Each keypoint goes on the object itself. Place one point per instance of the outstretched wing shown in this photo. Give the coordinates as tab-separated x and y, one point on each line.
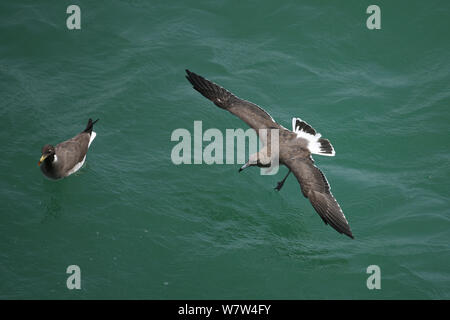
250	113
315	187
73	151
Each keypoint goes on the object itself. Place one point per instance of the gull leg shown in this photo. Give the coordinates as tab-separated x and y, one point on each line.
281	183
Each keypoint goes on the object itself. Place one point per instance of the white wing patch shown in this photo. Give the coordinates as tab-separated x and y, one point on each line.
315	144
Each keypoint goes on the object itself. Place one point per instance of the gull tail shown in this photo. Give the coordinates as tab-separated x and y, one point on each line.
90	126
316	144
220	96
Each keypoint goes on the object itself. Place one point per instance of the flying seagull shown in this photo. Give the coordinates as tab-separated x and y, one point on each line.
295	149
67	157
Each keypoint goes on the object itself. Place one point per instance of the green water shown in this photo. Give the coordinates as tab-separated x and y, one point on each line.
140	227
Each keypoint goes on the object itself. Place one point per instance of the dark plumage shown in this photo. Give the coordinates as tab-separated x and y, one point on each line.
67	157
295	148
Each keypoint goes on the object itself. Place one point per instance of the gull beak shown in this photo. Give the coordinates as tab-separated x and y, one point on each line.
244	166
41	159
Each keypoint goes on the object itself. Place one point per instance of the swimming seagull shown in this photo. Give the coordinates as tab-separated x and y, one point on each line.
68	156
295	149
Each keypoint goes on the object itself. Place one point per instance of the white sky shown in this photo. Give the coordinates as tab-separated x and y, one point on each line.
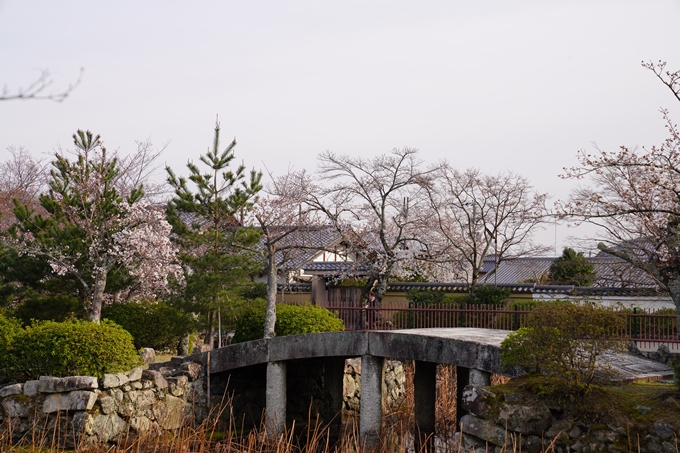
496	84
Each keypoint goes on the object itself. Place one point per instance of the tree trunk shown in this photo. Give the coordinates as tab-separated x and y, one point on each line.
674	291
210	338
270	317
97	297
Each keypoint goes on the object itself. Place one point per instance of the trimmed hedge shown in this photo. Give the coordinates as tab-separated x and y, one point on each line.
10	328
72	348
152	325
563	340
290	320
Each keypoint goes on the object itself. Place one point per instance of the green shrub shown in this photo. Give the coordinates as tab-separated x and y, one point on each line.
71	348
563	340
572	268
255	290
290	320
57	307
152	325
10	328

──────

:: TASK ::
Render the material above as a JSON list of strings with one string per line, skipping blank lines and leaving out the pictures.

:: ANSWER IN FULL ::
[
  "Each keypoint goes on the object itself. Place one point per instance of the outstretched wing shown in this photo. Give the coordinates as tab-separated x and y, one point on each line.",
  "250\t113",
  "315\t187",
  "73\t151",
  "Each keypoint goes on the object itself. Place one point per instance of the gull leg shown in this photo. Give the coordinates as tab-separated x and y, one point on each line.",
  "281\t183",
  "Each keypoint goes on the object itself. Place one point per instance of the white wing patch shown in this photo. Give the coordinates as tab-separated x and y, one point on each line.",
  "315\t144",
  "Each keypoint goes on the object itself. Place one point per instance of the gull tail shown in this photo. Give the coordinates as tab-separated x and y, one point on each line.",
  "90\t126",
  "316\t144",
  "220\t96",
  "Each keypoint goes on the object itself. Place one point per instance of the flying seagull shown in this photo. Give the coordinates as tab-separated x and y, one point on each line.",
  "295\t149",
  "67\t157",
  "Each keypoint goes on the object itself. Place one point per instance of the green water shown in this photo. Give the coordinates as tab-separated x and y, one point on each line.",
  "140\t227",
  "Each keypoint goes on the object itself. Place one point per instance of the dark plumage shown in this photo. Give the coordinates as tab-separated x and y, one point on each line.",
  "67\t157",
  "295\t148",
  "Each keypoint goes on the object itself. Place one point per instance of the gull beak shown in this photo. Give the coordinates as tab-separated x and y, one point on each line.",
  "244\t166",
  "41\t159",
  "Each keypoint goes on the object itself. Place one point per instance of the swimming seagull shown in this photo. Give the coordinates as tab-separated x and y, one point on each line.",
  "68\t156",
  "295\t149",
  "Each keypoint goes on the object itself. Place one point per instance of the white sky shown in this photo. Give the coordinates as tab-separated x and y, one point on each line.",
  "496\t84",
  "Each keypoint goes on the object itself. Place one point per instance of the tree trunk shown in this photo. Give the coordinates as tab-separated x and y, one point on each line.",
  "674\t291",
  "210\t338",
  "270\t317",
  "97\t297",
  "Each keypoint goes on the object itself. Place one point per instance of the trimmed hedge shown in this photo. Give the coordinates as tab-separated x and y, one point on each line.",
  "10\t328",
  "72\t348",
  "152\t325",
  "563\t340",
  "290\t320",
  "Each keypoint goes on the object itself. Place one point per instance of the green shrub shown in this photo. Give the coordinates as tab-separated x and y, one point on each line.",
  "71\t348",
  "563\t340",
  "572\t268",
  "255\t290",
  "290\t320",
  "57\t307",
  "152\t325",
  "10\t328"
]